Critical to the success of this algorithm are the observations in the 17–20-μm microwindows, where water vapor absorption is stronger in comparison with the microwindows in the 8–13-μm region. Water vapor is concentrated primarily near the surface, and most clouds will generally be above a significant fraction of the total amount of water vapor. Because the AERI is measuring downwelling radiation, there will be some upper limit where the total precipitable water vapor (PWV) is high enough that the 17–20-μm microwindows are effectively closed and, thus, there is little to no sensitivity to clouds. Simulations using data at the ARM site in the SGP, where the PWV has a larger range than the Arctic, demonstrate that there is less than a 30-K brightness temperature difference at 560 cm−1 (the center of the 17.8-μm microwindow) and the nearby opaque lines when the PWV is greater than ∼1.0 cm (Fig. 8). Therefore, this algorithm should be able to yield cloud phase information for PWV amounts below this threshold. PWV below these amounts are typically found in the Arctic for most of the year with the exception of the summer (Serreze et al. 1995) and during the winter for some midlatitude sites, such as the ARM SGP site.

Case studies

The phase determination algorithm was applied to data collected by the AERI-ER at the SHEBA site from November 1997 to May 1998. The collocated DABUL (which was located within 100 m of the AERI) was used to evaluate the validity of the phase determination algorithm. Three case studies on 26, 23, and 21 April are presented to demonstrate the algorithm's ability to ascertain the cloud phase.

→ **Task description**: Duplicate the cloud phase algorithm passage above in full, without changing a word.

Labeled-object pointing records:
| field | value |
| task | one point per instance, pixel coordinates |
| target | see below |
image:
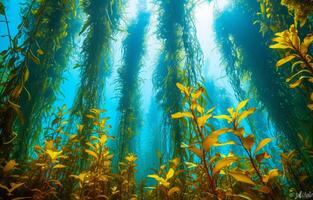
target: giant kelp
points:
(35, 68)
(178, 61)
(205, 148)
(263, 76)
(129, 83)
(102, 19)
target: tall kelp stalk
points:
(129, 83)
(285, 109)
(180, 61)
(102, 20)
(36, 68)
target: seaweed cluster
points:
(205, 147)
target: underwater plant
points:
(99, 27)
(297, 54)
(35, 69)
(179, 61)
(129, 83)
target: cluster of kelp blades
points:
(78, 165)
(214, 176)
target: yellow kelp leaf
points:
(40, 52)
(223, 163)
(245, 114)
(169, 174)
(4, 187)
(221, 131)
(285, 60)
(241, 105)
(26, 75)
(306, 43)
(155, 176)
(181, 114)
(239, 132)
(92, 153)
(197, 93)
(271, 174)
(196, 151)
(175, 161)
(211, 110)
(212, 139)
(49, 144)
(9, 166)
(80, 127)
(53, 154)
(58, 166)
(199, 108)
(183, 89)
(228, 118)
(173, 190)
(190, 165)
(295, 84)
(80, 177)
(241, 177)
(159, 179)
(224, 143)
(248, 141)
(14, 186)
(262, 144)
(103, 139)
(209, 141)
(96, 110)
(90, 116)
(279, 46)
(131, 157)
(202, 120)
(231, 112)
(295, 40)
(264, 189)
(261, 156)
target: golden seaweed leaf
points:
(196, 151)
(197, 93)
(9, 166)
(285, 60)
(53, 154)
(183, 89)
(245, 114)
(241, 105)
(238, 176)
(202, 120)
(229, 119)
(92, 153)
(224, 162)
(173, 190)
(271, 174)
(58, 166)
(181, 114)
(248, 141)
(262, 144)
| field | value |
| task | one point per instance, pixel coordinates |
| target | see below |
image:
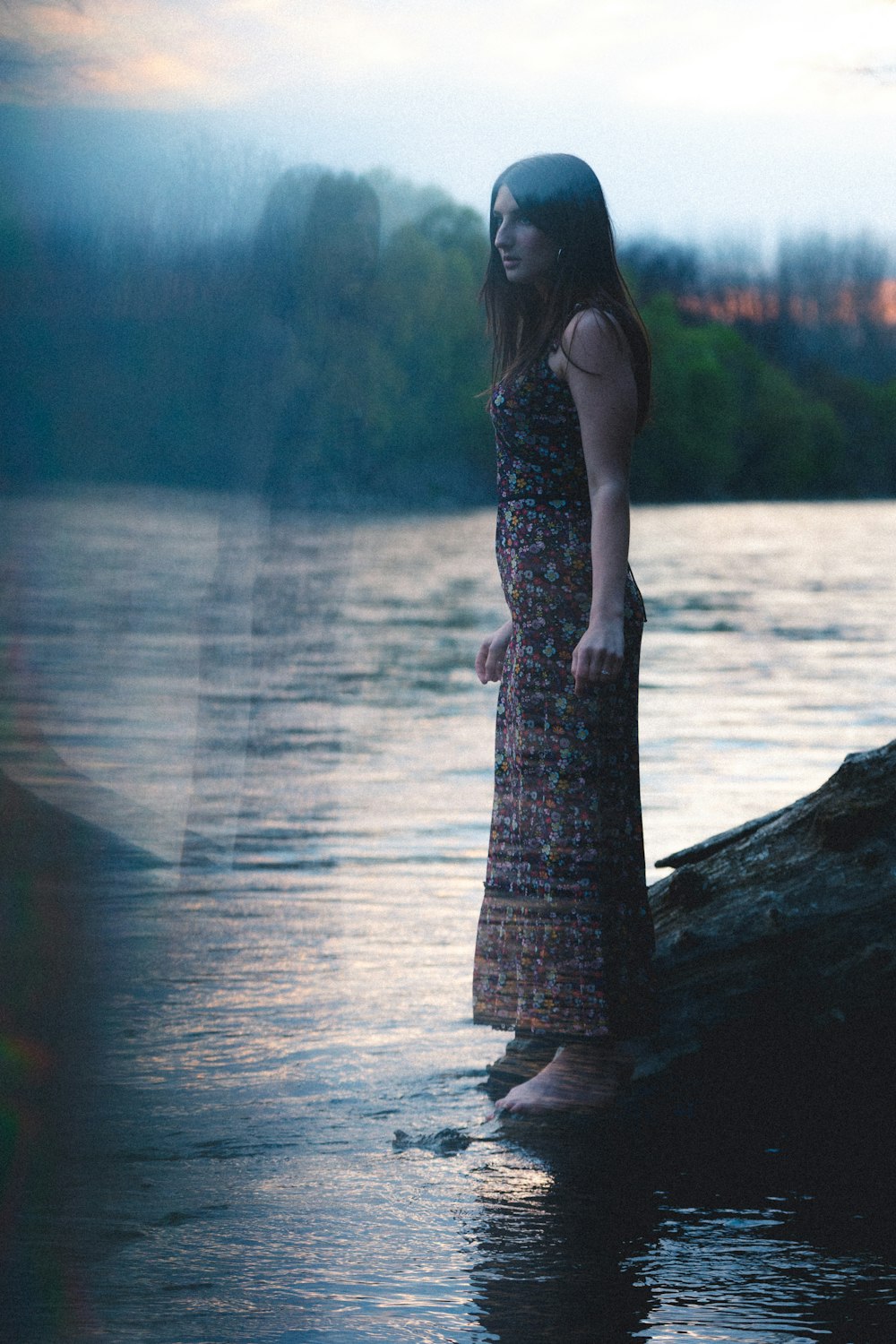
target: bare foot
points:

→ **Full answer**:
Critical to the success of this algorithm are the observations in the 17–20-μm microwindows, where water vapor absorption is stronger in comparison with the microwindows in the 8–13-μm region. Water vapor is concentrated primarily near the surface, and most clouds will generally be above a significant fraction of the total amount of water vapor. Because the AERI is measuring downwelling radiation, there will be some upper limit where the total precipitable water vapor (PWV) is high enough that the 17–20-μm microwindows are effectively closed and, thus, there is little to no sensitivity to clouds. Simulations using data at the ARM site in the SGP, where the PWV has a larger range than the Arctic, demonstrate that there is less than a 30-K brightness temperature difference at 560 cm−1 (the center of the 17.8-μm microwindow) and the nearby opaque lines when the PWV is greater than ∼1.0 cm (Fig. 8). Therefore, this algorithm should be able to yield cloud phase information for PWV amounts below this threshold. PWV below these amounts are typically found in the Arctic for most of the year with the exception of the summer (Serreze et al. 1995) and during the winter for some midlatitude sites, such as the ARM SGP site.

Case studies

The phase determination algorithm was applied to data collected by the AERI-ER at the SHEBA site from November 1997 to May 1998. The collocated DABUL (which was located within 100 m of the AERI) was used to evaluate the validity of the phase determination algorithm. Three case studies on 26, 23, and 21 April are presented to demonstrate the algorithm's ability to ascertain the cloud phase.